Acórdão do Tribunal da Relação de Lisboa
Processo:
2886/15.5T8CSC.L1.L1-8
Relator: ANTÓNIO VALENTE
Descritores: ACÇÃO DE DIVISÃO DE COISA COMUM
COMPENSAÇÃO DE CRÉDITOS
TORNAS
Nº do Documento: RL
Data do Acordão: 03/15/2018
Votação: UNANIMIDADE
Texto Integral: S
Texto Parcial: N
Meio Processual: APELAÇÃO
Decisão: PROCEDENTE/REVOGADA
Sumário: Em acção de divisão de coisa comum, impugna a requerida na contestação o valor atribuído ao prédio pelo requerente, suscitando em sede de reconvenção os créditos que tem sobre o requerente por ter efectuadas despesas quer no pagamento do empréstimo bancário para aquisição do prédio, quer de impostos, que em seu entender incumbiam em partes iguais a ambos.

Suscitando assim a compensação do seu crédito com o crédito de tornas que venha a ser atribuído ao requerente.

Perante isso, e para assegurar a justa composição do litígio, a acção deverá seguir os termos do processo comum, para que sejam decididas tais questões, só então se entrando na fase executiva do processo com a conferência de interessados.

SUMÁRIO: (elaborado pelo relator)

▸ Tarefa breve 1:
Repita o trecho do acórdão que vai de "Perante isso, e" até "(elaborado pelo relator)".
▸ Tarefa breve 2:
Segundo o acórdão, quem é o relator?
As entradas não têm qualquer papel nesta tarefa.

▸ Dados fornecidos:

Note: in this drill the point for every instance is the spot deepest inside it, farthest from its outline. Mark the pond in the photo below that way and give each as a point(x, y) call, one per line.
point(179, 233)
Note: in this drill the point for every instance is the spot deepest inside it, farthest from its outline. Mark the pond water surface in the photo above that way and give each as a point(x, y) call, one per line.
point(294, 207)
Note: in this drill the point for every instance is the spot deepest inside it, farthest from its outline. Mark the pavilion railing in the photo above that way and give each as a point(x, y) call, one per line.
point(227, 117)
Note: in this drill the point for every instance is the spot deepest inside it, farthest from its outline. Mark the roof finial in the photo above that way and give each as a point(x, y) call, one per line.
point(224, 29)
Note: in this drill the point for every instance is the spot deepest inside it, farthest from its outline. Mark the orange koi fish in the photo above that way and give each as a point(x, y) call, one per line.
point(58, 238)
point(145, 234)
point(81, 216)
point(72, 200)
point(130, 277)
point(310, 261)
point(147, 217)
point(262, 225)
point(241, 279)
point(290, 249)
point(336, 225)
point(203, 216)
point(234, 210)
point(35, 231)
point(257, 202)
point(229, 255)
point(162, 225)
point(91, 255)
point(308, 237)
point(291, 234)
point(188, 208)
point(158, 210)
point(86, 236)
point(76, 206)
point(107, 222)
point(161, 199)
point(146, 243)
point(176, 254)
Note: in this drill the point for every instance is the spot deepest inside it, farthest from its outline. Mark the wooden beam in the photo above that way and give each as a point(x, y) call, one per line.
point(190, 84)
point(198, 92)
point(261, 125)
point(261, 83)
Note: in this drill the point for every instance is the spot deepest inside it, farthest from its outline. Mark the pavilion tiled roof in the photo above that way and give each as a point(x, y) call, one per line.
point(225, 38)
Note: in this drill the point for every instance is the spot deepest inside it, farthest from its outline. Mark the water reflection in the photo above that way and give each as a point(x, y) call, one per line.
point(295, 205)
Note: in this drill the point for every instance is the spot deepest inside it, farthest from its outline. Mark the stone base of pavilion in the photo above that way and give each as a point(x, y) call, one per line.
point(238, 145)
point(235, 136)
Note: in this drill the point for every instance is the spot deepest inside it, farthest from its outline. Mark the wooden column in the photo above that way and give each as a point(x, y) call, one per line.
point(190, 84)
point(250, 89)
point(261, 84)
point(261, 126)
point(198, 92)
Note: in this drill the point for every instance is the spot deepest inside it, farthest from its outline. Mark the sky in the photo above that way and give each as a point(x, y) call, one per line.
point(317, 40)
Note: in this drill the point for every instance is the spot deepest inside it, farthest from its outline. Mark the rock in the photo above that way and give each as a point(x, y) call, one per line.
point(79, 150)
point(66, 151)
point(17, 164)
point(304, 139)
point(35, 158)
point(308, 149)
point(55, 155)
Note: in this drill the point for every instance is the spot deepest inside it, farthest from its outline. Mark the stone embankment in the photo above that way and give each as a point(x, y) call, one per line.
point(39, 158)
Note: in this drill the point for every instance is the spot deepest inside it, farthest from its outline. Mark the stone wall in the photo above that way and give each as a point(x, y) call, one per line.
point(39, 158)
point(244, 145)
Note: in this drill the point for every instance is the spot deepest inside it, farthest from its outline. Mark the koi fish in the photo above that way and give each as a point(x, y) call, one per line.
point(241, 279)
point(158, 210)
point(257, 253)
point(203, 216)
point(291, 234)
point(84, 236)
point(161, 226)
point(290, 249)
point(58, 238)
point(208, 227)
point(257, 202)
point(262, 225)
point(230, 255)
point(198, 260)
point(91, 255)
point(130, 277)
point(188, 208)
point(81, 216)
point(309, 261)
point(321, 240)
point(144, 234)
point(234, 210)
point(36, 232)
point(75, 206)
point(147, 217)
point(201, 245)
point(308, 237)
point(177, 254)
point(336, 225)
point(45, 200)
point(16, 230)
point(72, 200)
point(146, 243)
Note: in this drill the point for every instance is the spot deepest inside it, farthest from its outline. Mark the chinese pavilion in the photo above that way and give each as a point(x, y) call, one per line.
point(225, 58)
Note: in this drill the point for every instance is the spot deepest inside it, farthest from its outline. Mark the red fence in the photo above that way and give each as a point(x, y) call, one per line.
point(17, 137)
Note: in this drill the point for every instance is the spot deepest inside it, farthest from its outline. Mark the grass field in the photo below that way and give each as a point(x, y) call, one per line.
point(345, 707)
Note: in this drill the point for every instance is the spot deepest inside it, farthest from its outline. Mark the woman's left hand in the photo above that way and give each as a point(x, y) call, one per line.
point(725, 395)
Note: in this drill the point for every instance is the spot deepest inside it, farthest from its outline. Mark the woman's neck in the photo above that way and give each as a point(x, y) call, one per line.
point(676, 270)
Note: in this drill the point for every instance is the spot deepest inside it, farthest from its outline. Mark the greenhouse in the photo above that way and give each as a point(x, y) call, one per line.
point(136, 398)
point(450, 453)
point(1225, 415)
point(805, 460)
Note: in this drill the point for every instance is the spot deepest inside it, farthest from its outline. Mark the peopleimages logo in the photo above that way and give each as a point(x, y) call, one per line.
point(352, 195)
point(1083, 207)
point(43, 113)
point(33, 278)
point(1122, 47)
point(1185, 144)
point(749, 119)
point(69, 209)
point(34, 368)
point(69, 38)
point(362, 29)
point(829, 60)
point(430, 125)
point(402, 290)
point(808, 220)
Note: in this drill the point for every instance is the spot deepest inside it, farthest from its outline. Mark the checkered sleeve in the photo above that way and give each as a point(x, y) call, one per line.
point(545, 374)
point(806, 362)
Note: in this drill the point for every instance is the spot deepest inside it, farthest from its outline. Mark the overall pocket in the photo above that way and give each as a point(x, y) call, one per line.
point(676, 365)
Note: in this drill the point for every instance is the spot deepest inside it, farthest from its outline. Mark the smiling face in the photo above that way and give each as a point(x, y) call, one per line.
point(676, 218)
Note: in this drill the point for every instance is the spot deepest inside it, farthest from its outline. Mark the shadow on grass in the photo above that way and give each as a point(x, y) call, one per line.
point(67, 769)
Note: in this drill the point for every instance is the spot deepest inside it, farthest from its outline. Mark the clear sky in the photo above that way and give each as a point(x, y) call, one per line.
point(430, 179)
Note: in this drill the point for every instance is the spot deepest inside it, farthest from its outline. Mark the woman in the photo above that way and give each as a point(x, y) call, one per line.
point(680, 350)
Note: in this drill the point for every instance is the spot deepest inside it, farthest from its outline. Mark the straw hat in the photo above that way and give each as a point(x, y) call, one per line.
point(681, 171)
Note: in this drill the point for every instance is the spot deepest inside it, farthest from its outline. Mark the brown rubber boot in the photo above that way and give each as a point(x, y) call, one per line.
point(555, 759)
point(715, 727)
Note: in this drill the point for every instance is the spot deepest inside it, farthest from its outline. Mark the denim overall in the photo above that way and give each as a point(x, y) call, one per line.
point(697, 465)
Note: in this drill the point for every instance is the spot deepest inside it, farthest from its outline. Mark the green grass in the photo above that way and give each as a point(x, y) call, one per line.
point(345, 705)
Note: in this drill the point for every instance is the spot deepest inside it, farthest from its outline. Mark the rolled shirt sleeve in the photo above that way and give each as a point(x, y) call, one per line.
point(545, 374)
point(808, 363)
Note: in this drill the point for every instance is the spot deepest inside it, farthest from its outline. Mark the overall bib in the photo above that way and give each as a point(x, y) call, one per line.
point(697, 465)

...

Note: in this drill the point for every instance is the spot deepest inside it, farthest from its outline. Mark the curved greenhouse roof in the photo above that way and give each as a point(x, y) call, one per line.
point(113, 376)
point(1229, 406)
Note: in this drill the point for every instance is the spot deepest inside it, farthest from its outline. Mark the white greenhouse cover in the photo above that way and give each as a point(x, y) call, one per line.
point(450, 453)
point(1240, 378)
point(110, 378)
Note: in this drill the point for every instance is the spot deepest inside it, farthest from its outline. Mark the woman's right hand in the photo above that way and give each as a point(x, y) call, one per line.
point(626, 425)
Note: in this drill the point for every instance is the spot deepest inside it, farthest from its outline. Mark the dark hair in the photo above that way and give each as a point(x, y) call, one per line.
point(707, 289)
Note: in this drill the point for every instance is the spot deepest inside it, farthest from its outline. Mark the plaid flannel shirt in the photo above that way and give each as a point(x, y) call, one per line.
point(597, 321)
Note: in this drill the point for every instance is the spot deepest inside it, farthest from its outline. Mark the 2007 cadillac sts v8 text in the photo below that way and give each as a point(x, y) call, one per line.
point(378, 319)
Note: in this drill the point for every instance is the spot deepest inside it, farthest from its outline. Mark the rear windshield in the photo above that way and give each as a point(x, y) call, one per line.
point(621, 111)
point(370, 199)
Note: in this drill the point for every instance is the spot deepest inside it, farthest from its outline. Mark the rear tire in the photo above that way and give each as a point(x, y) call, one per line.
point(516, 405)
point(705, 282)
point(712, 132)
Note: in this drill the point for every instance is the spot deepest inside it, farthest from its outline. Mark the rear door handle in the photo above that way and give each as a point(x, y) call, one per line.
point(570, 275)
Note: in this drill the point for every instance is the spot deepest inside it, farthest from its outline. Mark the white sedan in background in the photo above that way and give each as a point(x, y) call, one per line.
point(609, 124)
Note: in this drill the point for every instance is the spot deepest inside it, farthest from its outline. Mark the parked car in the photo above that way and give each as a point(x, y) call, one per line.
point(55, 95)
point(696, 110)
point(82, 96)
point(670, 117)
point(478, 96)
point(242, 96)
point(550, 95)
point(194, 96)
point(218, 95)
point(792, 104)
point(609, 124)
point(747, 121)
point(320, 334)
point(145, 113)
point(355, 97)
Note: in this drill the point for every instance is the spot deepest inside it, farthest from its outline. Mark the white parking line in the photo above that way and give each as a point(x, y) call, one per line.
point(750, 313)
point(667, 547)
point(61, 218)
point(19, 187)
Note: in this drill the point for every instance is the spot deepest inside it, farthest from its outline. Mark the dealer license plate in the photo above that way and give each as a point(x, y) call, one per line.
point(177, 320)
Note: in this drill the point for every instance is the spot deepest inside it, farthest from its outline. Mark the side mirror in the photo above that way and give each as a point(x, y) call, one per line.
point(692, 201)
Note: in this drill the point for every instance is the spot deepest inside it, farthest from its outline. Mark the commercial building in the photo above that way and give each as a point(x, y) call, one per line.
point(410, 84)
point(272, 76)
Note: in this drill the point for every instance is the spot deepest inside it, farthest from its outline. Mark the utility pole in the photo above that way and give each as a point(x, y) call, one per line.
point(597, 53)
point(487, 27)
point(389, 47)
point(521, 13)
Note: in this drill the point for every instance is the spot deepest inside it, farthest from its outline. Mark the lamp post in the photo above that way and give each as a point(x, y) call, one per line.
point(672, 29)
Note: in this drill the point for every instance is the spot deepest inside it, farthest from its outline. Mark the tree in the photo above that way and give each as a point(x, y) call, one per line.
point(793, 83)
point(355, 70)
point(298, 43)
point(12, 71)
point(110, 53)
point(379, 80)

▸ Resolução da tarefa 1:
Perante isso, e para assegurar a justa composição do litígio, a acção deverá seguir os termos do processo comum, para que sejam decididas tais questões, só então se entrando na fase executiva do processo com a conferência de interessados.

SUMÁRIO: (elaborado pelo relator)

▸ Resolução da tarefa 2:
António Valente.